READING TEXT:
What do i see while looking an astronomical picture?

Lot of times people make this question while looking a picture. A legitimate curiosity; they usually want to know what they're looking at, the material composition of the object and its dimensions. Sometimes they are just puzzled from being able to see colorful objects while they can't see anything in the sky, even if using good binoculars. So, let's try to satisfy this curiosity.

Astronomical pictures in the end concerns two different kind of 'playfield', commonly called "planetary imaging" and "deep space imaging". The imaging techniques are different, even if there are generic common difficulties.

Planetary Imaging

Planetary imaging basically refers to the act of taking pictures at subjects present in our Solar system. Obviously this means the Sun and all the planets, even Pluto which, with a controversial decision in 2006, is no more considered a planet like it was before, but just a dwarf planet quite like Ceres, the other dwarf planet in the Solar System, orbiting between Mars and Jupiter. Anyway, planetar pictures are usually self explicative: one just have to recognize the planet and make personal considerations.

Someone at this point will have noticed that background stars never show up in planetary images. The fact is planets are much nearer to earth than the stars are, so, having the photographer to follow them while taking the image, a parallax movement is produced and the camera isn't able to get the stars to show up in the final imagine. In other words, planet movement is faster for our bare eyes compared to the one of the background stars, and even have a different path in the sky. The planetary imaging technique isn't well suited to track different objects with different speeds and paths.

SOURCE DATA:
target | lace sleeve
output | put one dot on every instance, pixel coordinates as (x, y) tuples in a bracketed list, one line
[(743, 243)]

EXERCISE INSTRUCTIONS: Rewrite the part of the article on astronomical pictures between "Planetary imaging basically" and "make personal considerations.", inclusive, replacing "dwarf planet" with "minor planet" each time it appears.

ANSWER FOR THIS EXERCISE:
Planetary imaging basically refers to the act of taking pictures at subjects present in our Solar system. Obviously this means the Sun and all the planets, even Pluto which, with a controversial decision in 2006, is no more considered a planet like it was before, but just a minor planet quite like Ceres, the other minor planet in the Solar System, orbiting between Mars and Jupiter. Anyway, planetar pictures are usually self explicative: one just have to recognize the planet and make personal considerations.